---- Given records

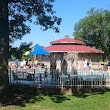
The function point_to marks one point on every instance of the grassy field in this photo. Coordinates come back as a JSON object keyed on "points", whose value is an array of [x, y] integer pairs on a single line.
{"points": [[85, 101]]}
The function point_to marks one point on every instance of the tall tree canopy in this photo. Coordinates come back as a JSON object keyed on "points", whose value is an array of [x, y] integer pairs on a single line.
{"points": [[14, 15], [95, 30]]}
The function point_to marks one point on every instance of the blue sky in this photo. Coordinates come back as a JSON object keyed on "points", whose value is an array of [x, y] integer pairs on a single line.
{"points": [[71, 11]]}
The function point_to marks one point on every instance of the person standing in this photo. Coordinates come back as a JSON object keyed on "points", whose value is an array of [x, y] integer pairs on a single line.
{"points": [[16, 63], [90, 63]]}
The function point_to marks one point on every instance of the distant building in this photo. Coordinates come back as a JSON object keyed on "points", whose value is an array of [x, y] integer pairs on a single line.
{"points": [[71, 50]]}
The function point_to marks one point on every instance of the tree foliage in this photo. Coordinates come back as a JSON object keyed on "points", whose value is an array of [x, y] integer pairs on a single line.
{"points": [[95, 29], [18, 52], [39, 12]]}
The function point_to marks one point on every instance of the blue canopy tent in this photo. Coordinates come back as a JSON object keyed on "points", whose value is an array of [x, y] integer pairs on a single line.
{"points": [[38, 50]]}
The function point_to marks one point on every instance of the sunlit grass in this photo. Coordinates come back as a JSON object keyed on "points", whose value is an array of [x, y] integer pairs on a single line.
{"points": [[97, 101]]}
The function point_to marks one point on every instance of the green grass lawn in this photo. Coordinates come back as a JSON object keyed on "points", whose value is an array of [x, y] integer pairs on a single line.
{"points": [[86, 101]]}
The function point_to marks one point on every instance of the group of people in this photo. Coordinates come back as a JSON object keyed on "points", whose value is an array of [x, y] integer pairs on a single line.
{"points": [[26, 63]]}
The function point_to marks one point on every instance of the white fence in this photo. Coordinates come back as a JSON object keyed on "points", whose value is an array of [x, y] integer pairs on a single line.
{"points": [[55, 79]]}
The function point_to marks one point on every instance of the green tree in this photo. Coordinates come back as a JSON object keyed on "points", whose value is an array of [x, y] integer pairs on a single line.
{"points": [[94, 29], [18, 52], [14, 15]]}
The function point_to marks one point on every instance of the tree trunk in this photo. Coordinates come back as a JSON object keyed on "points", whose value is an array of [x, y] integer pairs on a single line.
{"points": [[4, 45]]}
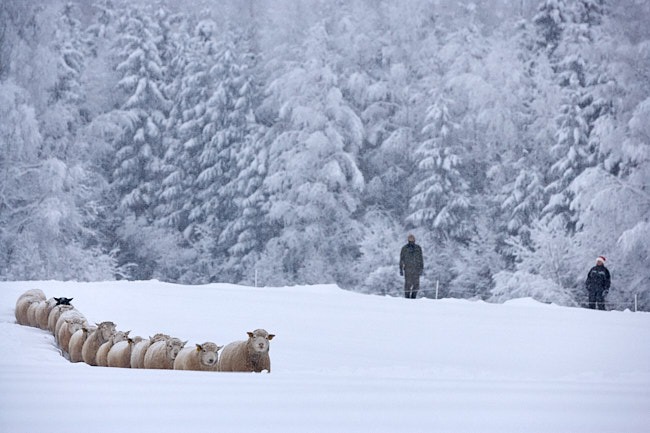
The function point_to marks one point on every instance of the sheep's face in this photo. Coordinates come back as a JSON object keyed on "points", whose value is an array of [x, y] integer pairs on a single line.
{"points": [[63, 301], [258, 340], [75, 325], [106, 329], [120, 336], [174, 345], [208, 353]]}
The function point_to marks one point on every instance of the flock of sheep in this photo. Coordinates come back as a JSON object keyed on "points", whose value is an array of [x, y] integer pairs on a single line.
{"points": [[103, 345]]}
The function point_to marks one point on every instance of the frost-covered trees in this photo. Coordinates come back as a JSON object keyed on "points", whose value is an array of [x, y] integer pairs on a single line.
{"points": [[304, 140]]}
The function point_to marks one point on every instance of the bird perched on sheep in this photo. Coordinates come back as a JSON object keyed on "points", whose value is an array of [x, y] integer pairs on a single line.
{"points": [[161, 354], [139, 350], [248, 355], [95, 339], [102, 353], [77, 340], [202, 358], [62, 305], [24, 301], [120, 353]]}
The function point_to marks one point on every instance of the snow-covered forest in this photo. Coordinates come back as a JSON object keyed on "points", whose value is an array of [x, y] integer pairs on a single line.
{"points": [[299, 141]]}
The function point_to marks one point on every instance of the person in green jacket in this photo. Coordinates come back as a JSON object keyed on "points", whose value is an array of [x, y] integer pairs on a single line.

--------
---- Given records

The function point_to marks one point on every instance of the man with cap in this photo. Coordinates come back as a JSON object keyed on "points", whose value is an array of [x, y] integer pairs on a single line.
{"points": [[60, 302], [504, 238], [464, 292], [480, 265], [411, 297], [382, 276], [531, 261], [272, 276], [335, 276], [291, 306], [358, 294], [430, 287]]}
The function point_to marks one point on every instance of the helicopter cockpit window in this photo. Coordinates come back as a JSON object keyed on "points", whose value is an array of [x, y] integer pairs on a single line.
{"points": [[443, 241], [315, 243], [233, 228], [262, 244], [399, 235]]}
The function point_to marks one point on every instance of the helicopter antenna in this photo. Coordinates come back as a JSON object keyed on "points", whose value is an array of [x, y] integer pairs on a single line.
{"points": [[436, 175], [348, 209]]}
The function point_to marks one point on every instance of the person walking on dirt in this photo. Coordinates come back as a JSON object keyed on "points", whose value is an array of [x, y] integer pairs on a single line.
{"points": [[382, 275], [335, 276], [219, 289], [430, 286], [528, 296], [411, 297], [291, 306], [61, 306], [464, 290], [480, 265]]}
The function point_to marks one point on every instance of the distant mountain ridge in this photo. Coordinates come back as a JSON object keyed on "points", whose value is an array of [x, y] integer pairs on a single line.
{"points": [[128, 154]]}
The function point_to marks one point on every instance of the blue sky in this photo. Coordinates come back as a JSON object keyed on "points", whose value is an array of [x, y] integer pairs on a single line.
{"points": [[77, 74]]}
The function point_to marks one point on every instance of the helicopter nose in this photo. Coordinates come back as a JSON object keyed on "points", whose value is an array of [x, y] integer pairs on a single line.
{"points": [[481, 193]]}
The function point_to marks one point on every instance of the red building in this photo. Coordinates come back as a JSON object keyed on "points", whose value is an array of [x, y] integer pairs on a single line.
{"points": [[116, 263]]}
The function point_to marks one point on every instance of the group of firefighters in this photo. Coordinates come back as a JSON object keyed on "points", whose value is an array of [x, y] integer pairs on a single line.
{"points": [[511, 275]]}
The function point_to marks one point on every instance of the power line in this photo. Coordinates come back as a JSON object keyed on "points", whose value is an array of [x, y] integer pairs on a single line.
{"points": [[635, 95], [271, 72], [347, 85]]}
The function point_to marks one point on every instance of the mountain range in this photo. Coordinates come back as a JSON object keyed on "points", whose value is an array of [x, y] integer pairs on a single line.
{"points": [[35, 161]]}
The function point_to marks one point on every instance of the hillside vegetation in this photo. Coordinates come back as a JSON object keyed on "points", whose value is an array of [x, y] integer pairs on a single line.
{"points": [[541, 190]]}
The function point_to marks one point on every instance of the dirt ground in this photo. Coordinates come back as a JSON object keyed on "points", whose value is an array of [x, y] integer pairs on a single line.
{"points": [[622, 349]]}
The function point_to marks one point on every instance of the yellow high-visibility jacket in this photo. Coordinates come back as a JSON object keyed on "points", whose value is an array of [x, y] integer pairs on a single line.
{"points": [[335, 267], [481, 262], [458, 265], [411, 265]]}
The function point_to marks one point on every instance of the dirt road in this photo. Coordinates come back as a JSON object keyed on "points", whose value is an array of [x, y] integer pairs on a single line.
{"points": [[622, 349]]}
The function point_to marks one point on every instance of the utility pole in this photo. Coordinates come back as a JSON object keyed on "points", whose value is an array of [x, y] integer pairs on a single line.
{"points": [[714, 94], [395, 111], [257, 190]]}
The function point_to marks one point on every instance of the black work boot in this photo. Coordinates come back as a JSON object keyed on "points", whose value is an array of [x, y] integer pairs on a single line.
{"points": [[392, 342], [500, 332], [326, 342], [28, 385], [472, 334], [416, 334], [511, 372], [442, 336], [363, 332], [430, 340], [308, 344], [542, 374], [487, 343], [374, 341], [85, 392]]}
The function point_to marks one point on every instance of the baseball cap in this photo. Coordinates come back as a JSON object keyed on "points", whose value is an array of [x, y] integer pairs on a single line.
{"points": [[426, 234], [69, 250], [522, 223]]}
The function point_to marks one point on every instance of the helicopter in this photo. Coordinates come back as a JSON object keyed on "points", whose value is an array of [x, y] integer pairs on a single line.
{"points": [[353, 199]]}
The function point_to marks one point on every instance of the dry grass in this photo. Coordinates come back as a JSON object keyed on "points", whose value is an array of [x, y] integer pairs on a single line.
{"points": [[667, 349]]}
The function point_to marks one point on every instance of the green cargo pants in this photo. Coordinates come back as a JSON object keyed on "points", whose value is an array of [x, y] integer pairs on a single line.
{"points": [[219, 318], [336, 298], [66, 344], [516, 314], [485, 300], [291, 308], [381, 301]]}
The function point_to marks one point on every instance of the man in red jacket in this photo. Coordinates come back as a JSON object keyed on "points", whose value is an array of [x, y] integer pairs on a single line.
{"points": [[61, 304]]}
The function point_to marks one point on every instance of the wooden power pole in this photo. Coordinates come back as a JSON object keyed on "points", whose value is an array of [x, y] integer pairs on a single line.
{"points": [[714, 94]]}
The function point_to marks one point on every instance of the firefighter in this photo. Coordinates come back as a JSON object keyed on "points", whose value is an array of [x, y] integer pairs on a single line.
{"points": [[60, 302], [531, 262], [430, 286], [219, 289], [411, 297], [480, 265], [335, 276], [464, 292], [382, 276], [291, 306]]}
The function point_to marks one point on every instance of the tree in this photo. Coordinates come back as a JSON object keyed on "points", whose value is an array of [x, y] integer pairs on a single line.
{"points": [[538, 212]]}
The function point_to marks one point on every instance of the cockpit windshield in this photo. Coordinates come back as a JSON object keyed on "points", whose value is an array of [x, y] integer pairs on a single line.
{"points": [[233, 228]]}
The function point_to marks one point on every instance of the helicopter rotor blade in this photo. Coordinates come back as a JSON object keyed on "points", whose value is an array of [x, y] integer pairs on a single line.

--------

== Problem details ==
Write out, from the lines above, only those from the line with "of the flock" to the line with "the person in", exactly as given, including the first and the last.

== Written solution ==
The function point_to marks one point on every instance of the flock of sheep in this photo. Coordinates come back as a JSON object keyed on "points", whose value is an array of [x, y] integer pairs on a single line.
{"points": [[103, 345]]}
The function point_to marks one point on every instance of the frost-covered trees in this photo. Coordinates come back as a JSON object keyed on "points", whose value is an array of [x, y] integer pairs on a single line.
{"points": [[304, 140]]}
The function point_to marks one point on every instance of the bird perched on sheep in this photo. Coordinates come back as a JSON object keyed on "points", whose value is an array of [x, y] integer pairs on a single line.
{"points": [[161, 354], [139, 350], [248, 355], [95, 339], [102, 353], [77, 340], [202, 358], [62, 305], [24, 301], [120, 353]]}
The function point_to marks one point on every instance of the snow-covered forest in this photo. Coordinates come back as a JSON object keyed on "points", whose value is an array of [x, y] integer pairs on a single line.
{"points": [[299, 141]]}
The function point_to marks one point on every instance of the person in green jacket in this photo. Coordinates come back as a JSON object keyed on "points", whose value is an array of [x, y] integer pairs on a single line.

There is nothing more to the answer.